◆ **任务要求 A**
根据这篇二维树状数组题解回答下列问题:
(i) 操作“0 s”的作用是什么?
(ii) 解题思路采用的是什么方法?
(iii) 代码中常量 maxn 被设为多少?
◆ **任务要求 B**
请重写这篇二维树状数组题解中的一部分:从包含“#include <cstdio>”的词句开始,到“j += lowbit(j))”结束。重写时将“fenw”改名为“tree”。
◆ **任务要求 C**
这篇二维树状数组题解的代码在最后一行之后中断了,请从那里接着写下去。

题目大意:四种操作
- 0 s:清空(1,1)~(s,s)
- 1 x y a:在(x,y)点加上a
- 2 x1 y1 x2 y2:询问矩形(x1,y1)~(x2,y2)的和。
- 3:结束
解题思路:纯二维树状数组。
#include <cstdio>
#include <cstring>
#include <algorithm>
using namespace std;
const int maxn = 1030;
#define lowbit(x) ((x)&(-x))
int fenw[maxn+5][maxn+5];
void add (int x, int y, int a) {
for (int i = x; i <= maxn; i += lowbit(i)) {
for (int j = y; j <= maxn; j += lowbit(j))
fenw[i][j] += a;
}
}
int sum(int x, int y) {
int ret = 0;
for (int i = x; i; i -= lowbit(i)) {
for (int j = y; j; j -= lowbit(j))

◆ **条目**

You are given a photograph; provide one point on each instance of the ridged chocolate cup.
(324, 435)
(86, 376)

...

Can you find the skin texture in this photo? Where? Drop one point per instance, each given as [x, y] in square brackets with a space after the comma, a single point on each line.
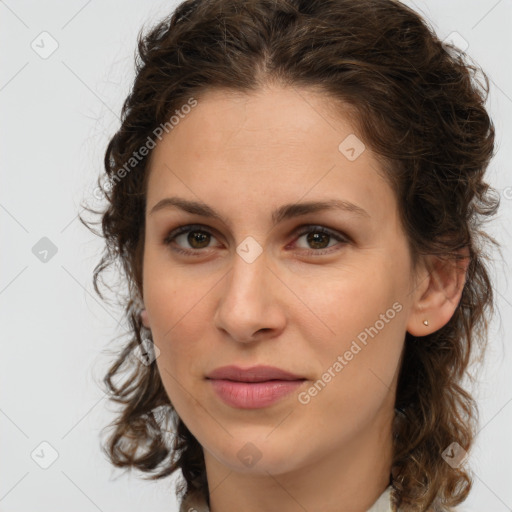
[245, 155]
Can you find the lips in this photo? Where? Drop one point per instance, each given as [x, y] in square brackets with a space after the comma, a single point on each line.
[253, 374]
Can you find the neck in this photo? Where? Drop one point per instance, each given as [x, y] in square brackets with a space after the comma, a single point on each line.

◆ **练习答案 A**
(i) 清空(1,1)~(s,s)。
(ii) 纯二维树状数组。
(iii) 1030。

◆ **练习答案 B**
#include <cstdio>
#include <cstring>
#include <algorithm>
using namespace std;
const int maxn = 1030;
#define lowbit(x) ((x)&(-x))
int tree[maxn+5][maxn+5];
void add (int x, int y, int a) {
for (int i = x; i <= maxn; i += lowbit(i)) {
for (int j = y; j <= maxn; j += lowbit(j))

◆ **练习答案 C**
ret += fenw[i][j];
}
return ret;
}
int main () {
int type;
int s, x, y, a, l, r;
while (scanf("%d", &type) == 1 && type != 3) {
if (type == 0) {
scanf("%d", &s);
for (int i = 1; i <= s; i++)
for (int j = 1; j <= s; j++)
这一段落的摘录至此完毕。